_GOAL_: Could you rewrite the records below, swapping "green tree" for "leafy tree" and keeping everything else unchanged? Leave the pictures out of your answer.
#####
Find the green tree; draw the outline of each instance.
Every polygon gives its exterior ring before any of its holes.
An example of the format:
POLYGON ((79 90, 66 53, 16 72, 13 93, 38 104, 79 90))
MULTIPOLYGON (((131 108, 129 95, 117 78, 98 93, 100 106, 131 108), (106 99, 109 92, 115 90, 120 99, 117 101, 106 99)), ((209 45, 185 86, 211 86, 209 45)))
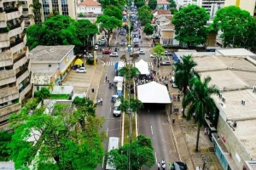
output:
POLYGON ((178 10, 176 8, 170 8, 169 10, 171 11, 172 14, 175 14, 178 12, 178 10))
POLYGON ((174 14, 172 23, 175 25, 175 39, 188 47, 203 44, 207 38, 206 27, 209 20, 205 8, 197 5, 189 5, 174 14))
POLYGON ((151 139, 142 134, 131 144, 125 144, 119 149, 108 152, 108 163, 114 165, 116 169, 127 169, 129 152, 131 152, 131 169, 141 169, 143 166, 148 167, 154 166, 155 161, 151 139))
POLYGON ((155 9, 157 0, 148 0, 148 5, 152 10, 155 9))
POLYGON ((151 9, 148 6, 143 5, 138 9, 137 18, 142 22, 143 25, 146 25, 151 22, 153 19, 153 14, 151 14, 151 9))
POLYGON ((158 44, 153 48, 151 53, 156 54, 157 60, 159 62, 163 57, 162 54, 165 53, 165 48, 161 45, 158 44))
POLYGON ((96 23, 98 23, 101 28, 104 29, 105 31, 108 46, 109 45, 110 34, 113 29, 121 27, 123 24, 122 20, 119 20, 113 16, 108 16, 105 14, 98 15, 96 23))
MULTIPOLYGON (((187 89, 189 80, 195 76, 198 76, 197 72, 194 71, 197 64, 192 60, 192 56, 183 56, 180 62, 174 63, 175 78, 174 82, 180 91, 183 91, 184 96, 187 94, 187 89)), ((183 107, 183 116, 185 116, 185 106, 183 107)))
POLYGON ((184 97, 183 105, 189 106, 188 117, 189 118, 195 113, 195 121, 197 122, 197 135, 195 151, 198 151, 200 128, 205 122, 205 114, 215 113, 216 106, 212 94, 219 94, 219 90, 214 86, 209 87, 211 77, 207 76, 203 82, 200 77, 193 77, 189 80, 190 90, 184 97))
POLYGON ((139 8, 145 4, 145 0, 135 0, 134 4, 139 8))
POLYGON ((229 6, 217 11, 213 28, 221 31, 224 48, 253 48, 255 47, 256 26, 250 13, 239 7, 229 6))
POLYGON ((119 8, 123 8, 126 3, 125 0, 100 0, 99 3, 102 9, 107 8, 108 6, 113 5, 119 8))
POLYGON ((102 162, 105 139, 102 118, 88 116, 84 128, 72 114, 70 105, 55 105, 51 114, 45 108, 13 114, 15 133, 9 145, 15 169, 95 169, 102 162), (84 162, 86 160, 86 162, 84 162))
POLYGON ((151 24, 148 23, 146 24, 144 29, 143 29, 143 32, 145 32, 145 34, 147 36, 150 36, 154 33, 154 28, 153 26, 151 26, 151 24))
POLYGON ((107 8, 104 9, 103 14, 108 16, 113 16, 118 20, 122 20, 123 14, 120 8, 115 7, 113 5, 108 6, 107 8))
POLYGON ((9 161, 9 153, 8 145, 12 139, 12 133, 0 131, 0 162, 9 161))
#####
_RESPONSE_:
Find the leafy tree; draw the outline of each instance.
Every polygon gives its exterior ring before any of its holes.
An example of the format:
POLYGON ((79 90, 66 53, 16 72, 13 93, 38 104, 79 90))
MULTIPOLYGON (((131 108, 129 95, 117 78, 98 93, 100 106, 131 108), (106 99, 109 92, 115 90, 120 99, 117 101, 106 99)), ((209 45, 185 86, 211 86, 209 45)))
output:
POLYGON ((178 10, 176 8, 170 8, 169 10, 171 11, 172 14, 175 14, 178 12, 178 10))
POLYGON ((174 14, 172 23, 175 25, 175 39, 188 47, 203 44, 207 38, 206 27, 209 20, 205 8, 197 5, 189 5, 174 14))
POLYGON ((151 139, 142 134, 131 144, 125 144, 119 149, 108 152, 108 163, 114 165, 116 169, 127 169, 129 152, 131 152, 131 169, 141 169, 143 166, 148 167, 154 166, 155 161, 151 139))
POLYGON ((155 9, 157 0, 148 0, 148 5, 152 10, 155 9))
POLYGON ((151 9, 148 6, 143 5, 138 9, 137 18, 142 22, 143 25, 146 25, 151 22, 153 19, 153 14, 151 14, 151 9))
POLYGON ((158 44, 153 48, 151 53, 156 54, 157 60, 159 62, 163 57, 162 54, 165 53, 165 48, 161 45, 158 44))
POLYGON ((96 23, 98 23, 101 28, 104 29, 105 31, 108 46, 109 45, 110 34, 113 29, 121 27, 123 24, 122 20, 119 20, 113 16, 108 16, 105 14, 98 15, 96 23))
MULTIPOLYGON (((187 89, 189 80, 195 76, 198 76, 197 72, 194 71, 197 64, 192 60, 192 56, 183 56, 180 62, 174 63, 175 78, 174 82, 180 91, 183 91, 184 96, 187 94, 187 89)), ((183 107, 183 116, 185 116, 185 106, 183 107)))
POLYGON ((184 97, 183 105, 189 106, 188 117, 189 118, 195 113, 195 121, 197 122, 197 135, 195 151, 198 151, 200 128, 205 122, 205 114, 215 113, 216 106, 212 94, 219 94, 219 90, 214 86, 209 87, 211 77, 207 76, 203 82, 200 77, 193 77, 189 80, 190 90, 184 97))
POLYGON ((139 8, 145 4, 145 0, 135 0, 134 4, 139 8))
POLYGON ((229 6, 217 11, 213 28, 221 31, 224 48, 253 48, 255 47, 256 26, 250 13, 239 7, 229 6))
POLYGON ((119 8, 123 8, 126 3, 125 0, 100 0, 99 3, 102 9, 107 8, 108 6, 113 5, 119 8))
POLYGON ((102 162, 105 139, 102 118, 88 116, 84 128, 72 114, 70 105, 55 105, 51 114, 45 108, 13 114, 15 133, 9 145, 15 169, 95 169, 102 162), (84 162, 86 160, 86 162, 84 162))
POLYGON ((151 24, 148 23, 146 24, 144 29, 143 29, 143 32, 145 32, 145 34, 147 36, 150 36, 154 33, 154 28, 153 26, 151 26, 151 24))
POLYGON ((107 8, 104 9, 103 14, 108 16, 113 16, 118 20, 122 20, 123 14, 120 8, 115 7, 113 5, 108 6, 107 8))
POLYGON ((9 161, 9 153, 8 145, 12 139, 12 133, 0 131, 0 162, 9 161))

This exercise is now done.